Die vorliegende Arbeit mit dem Titel "Die weiblichen Charaktere in Erich Kästners 'Emil und die Detektive' und 'Pünktchen und Anton'“ beschäftigt sich mit der Darstellung von Mädchen und Frauen in Kästners Kinderromanen. Bei der Untersuchung wurden insbesondere die Rolle von Pony Hütchen und Pünktchen beachtet.
Der Hauptteil dieser Hausarbeit behandelt die Frage warum Kästner in seinen Erzählungen das Gewicht auf weibliche Charaktere legt und welche Vorstellungen und Ideen dahinter stecken.
Gliederung:
1. Einleitung
2. Pony Hütchen und Pünktchen im Vergleich
2.1. Pony Hütchen
2.2. Pünktchen
3. Geschlechterrollen bei den kindlichen Charakteren
3.1 Das Ideal eines Mädchens
3.2. Jungen und Mädchen im Vergleich
4. Frauenfiguren als Identifikationsangebote?
4.1. „Emil und die Detektive“
4.2. „Pünktchen und Anton“
5. Kästners „Blick auf die Frauenwelt“
6. Die beiden Großstadtromane: Mädchen- oder Jungenbücher?

Schriftliche Aufgabe A
Schreiben Sie aus dem Lesetext alles von „Die vorliegende Arbeit“ bis hinunter zu „Frauenfiguren als Identifikationsangebote?“ wortgetreu ab.
Schriftliche Aufgabe B
Erläutern Sie anhand des Lesetextes in ein bis drei Sätzen, welcher Frage der Hauptteil der Hausarbeit nachgeht.
Das Material hat mit dem Lesetext nichts zu tun.

Inhalt des Materials
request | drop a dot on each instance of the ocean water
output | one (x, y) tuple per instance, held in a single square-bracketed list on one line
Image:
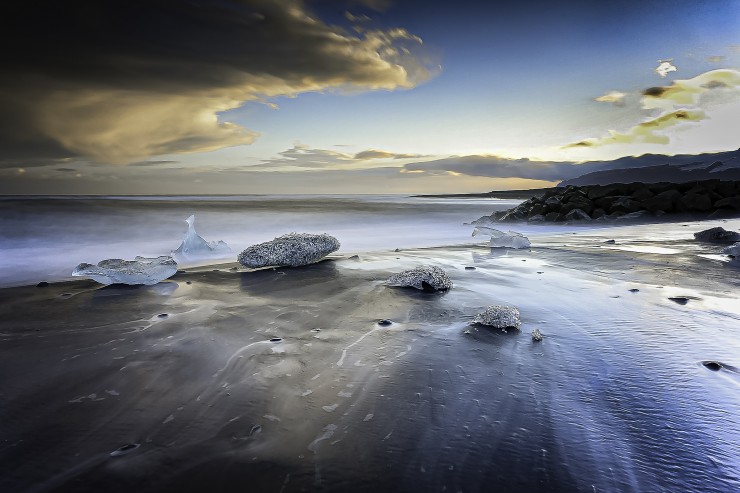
[(282, 380), (44, 238)]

Lösung der Aufgabe A
Die vorliegende Arbeit mit dem Titel "Die weiblichen Charaktere in Erich Kästners 'Emil und die Detektive' und 'Pünktchen und Anton'“ beschäftigt sich mit der Darstellung von Mädchen und Frauen in Kästners Kinderromanen. Bei der Untersuchung wurden insbesondere die Rolle von Pony Hütchen und Pünktchen beachtet.
Der Hauptteil dieser Hausarbeit behandelt die Frage warum Kästner in seinen Erzählungen das Gewicht auf weibliche Charaktere legt und welche Vorstellungen und Ideen dahinter stecken.
Gliederung:
1. Einleitung
2. Pony Hütchen und Pünktchen im Vergleich
2.1. Pony Hütchen
2.2. Pünktchen
3. Geschlechterrollen bei den kindlichen Charakteren
3.1 Das Ideal eines Mädchens
3.2. Jungen und Mädchen im Vergleich
4. Frauenfiguren als Identifikationsangebote?

Lösung der Aufgabe B
Der Hauptteil der Hausarbeit untersucht, warum Kästner in seinen Erzählungen das Gewicht auf weibliche Charaktere legt. Außerdem fragt er, welche Vorstellungen und Ideen dahinterstecken.